__PROBLEM REQUIREMENTS__:
The answer must be an exact reproduction of all the entries.
[DATASET RECORDS — start]
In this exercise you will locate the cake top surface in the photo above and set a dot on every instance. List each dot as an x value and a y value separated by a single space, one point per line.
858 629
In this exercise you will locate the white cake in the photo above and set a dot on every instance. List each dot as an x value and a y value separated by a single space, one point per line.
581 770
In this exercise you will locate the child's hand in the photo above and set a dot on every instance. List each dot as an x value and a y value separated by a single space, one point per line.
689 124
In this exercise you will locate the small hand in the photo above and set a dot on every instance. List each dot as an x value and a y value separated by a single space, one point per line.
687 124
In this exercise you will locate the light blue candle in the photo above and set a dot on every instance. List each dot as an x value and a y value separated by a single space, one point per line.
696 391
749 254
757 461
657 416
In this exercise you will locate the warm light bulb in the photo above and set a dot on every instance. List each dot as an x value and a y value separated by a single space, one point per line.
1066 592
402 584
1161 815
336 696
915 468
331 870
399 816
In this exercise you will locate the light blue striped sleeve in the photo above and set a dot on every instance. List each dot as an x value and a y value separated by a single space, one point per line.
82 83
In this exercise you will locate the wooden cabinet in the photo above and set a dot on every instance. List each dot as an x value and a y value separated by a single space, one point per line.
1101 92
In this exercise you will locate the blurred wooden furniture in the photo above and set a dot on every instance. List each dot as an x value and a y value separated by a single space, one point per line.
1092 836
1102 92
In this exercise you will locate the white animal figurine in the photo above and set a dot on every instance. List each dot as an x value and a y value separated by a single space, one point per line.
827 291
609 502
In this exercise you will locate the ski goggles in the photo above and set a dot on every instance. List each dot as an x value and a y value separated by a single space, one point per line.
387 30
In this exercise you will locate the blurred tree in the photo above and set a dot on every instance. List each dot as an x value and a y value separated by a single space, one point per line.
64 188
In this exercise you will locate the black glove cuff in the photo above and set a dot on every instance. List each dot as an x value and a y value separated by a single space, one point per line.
[DATASET RECORDS — finish]
__TASK OUTPUT__:
In this exercise you will locate the cake top surface in the photo above and set a dot on every instance. List each dot as an x value and a y value separated by a single space, one point per line.
858 629
In this exercise you will locate the white cake in the photo above and set a dot on every instance. List each dot as an x value and a y value separated by a single space, one point per line.
581 770
In this exercise you will locate the child's hand in the photo above and set a dot on every instance. List each dot as an x value and a y value separated by a single space, one point per line.
689 124
In this exercise you will locate the small hand in the photo above and set a dot on every instance. List each dot as an x value and a y value separated by a single space, one point per line.
687 124
In this exercise you will locate the light blue candle in the photo above and set a dot on every instance. List each dot as an x value and a y value separated by a single space, one point per line.
696 391
749 254
757 461
657 416
In this exercise you will locate the warm light bulb in the photo above and set a dot on every instance. List each dot as an x value and a y value separated by a single space, one point per line.
1066 592
402 584
1161 815
336 696
915 468
331 870
399 816
In this exercise you will locate the light blue striped sleeve in the photo above and set a dot on every instance. List each dot as an x value and a y value separated by a single space, one point per line.
82 83
In this exercise you will locate the wooden cabinet in the photo above and set a dot on every instance. List each dot as an x value and a y value separated by a single space, one point per line.
1101 92
In this exercise you will locate the blurred wooden furniture in the photo above and set a dot on every instance. List each dot as an x value and a y value separated by a single space, one point per line.
1092 836
1102 92
In this exercise you will locate the white animal figurine in the photo above and set a dot on every instance. List each dot as an x value and a y value separated by a single space, one point per line.
827 291
609 502
In this exercise you will locate the ski goggles in the photo above and set a dot on every instance. List each dot as an x value and a y value separated by a single space, one point per line.
387 30
In this exercise you will locate the blurred tree in the photo above and set a dot on every instance. List each dot as an x value and a y value separated by a single space, one point per line.
64 188
In this exercise you will locate the black glove cuff in the photo above and set a dot on every instance. List each dot as an x value and a y value separated by a single space, one point per line.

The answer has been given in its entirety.